Text block >>
Content starts

X marks spot again

Inside an old ice-skating rink at the Pacific National Exhibition Centre in Vancouver, Canada, several rooms have a familiar feel.
There's a fish tank in which a diver figurine has gone to the bottom. A wall is covered with newspaper clippings about the paranormal. There are sunflower seeds in a bowl, a basketball and a number of pencils protruding from the false ceiling.
But the give-away is the poster of a spacecraft hovering over an out-of-focus rural landscape. Underneath are the words: "I want to believe."
This is where Fox Mulder lives, six years after he and partner Dana Scully were declared fugitives by the FBI and went on the run in the final episode of The X-Files.

The various items around his new house, meant to be somewhere in rural Virginia, are visual cues to draw the TV show's fans back into the mythology surrounding The X-Files, although, this time, they will be watching on the big screen. The second movie spawned by the series, The X-Files: I Want to Believe, will be released worldwide in July, with David Duchovny and Gillian Anderson back in their pivotal roles and series creator Chris Carter directing.

A half-hour drive from the Pacific National Exhibition Centre is Riverview, formerly an institution for the mentally ill but now a location for many episodes of The X-Files and movies such as the Friday the 13th franchise.

Content ends

Source data >>
Content starts

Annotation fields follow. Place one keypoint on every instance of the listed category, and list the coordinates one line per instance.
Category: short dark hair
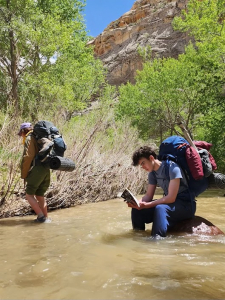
(142, 152)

Content ends

Activity A >>
Check the following statements against the X-Files article and mark each one yes or no, quoting the words of the article that decide it. (i) The second X-Files movie will be released worldwide in July. (ii) Fox Mulder's new house is meant to be in rural Maryland. (iii) Riverview is a half-hour drive from the Pacific National Exhibition Centre.
Activity B >>
Repeat the passage of the X-Files article from "The various items" up to and including "Chris Carter directing.", word for word.

Answer box A >>
(i) Yes: "will be released worldwide in July"
(ii) No: "meant to be somewhere in rural Virginia"
(iii) Yes: "A half-hour drive from the Pacific National Exhibition Centre is Riverview"

Answer box B >>
The various items around his new house, meant to be somewhere in rural Virginia, are visual cues to draw the TV show's fans back into the mythology surrounding The X-Files, although, this time, they will be watching on the big screen. The second movie spawned by the series, The X-Files: I Want to Believe, will be released worldwide in July, with David Duchovny and Gillian Anderson back in their pivotal roles and series creator Chris Carter directing.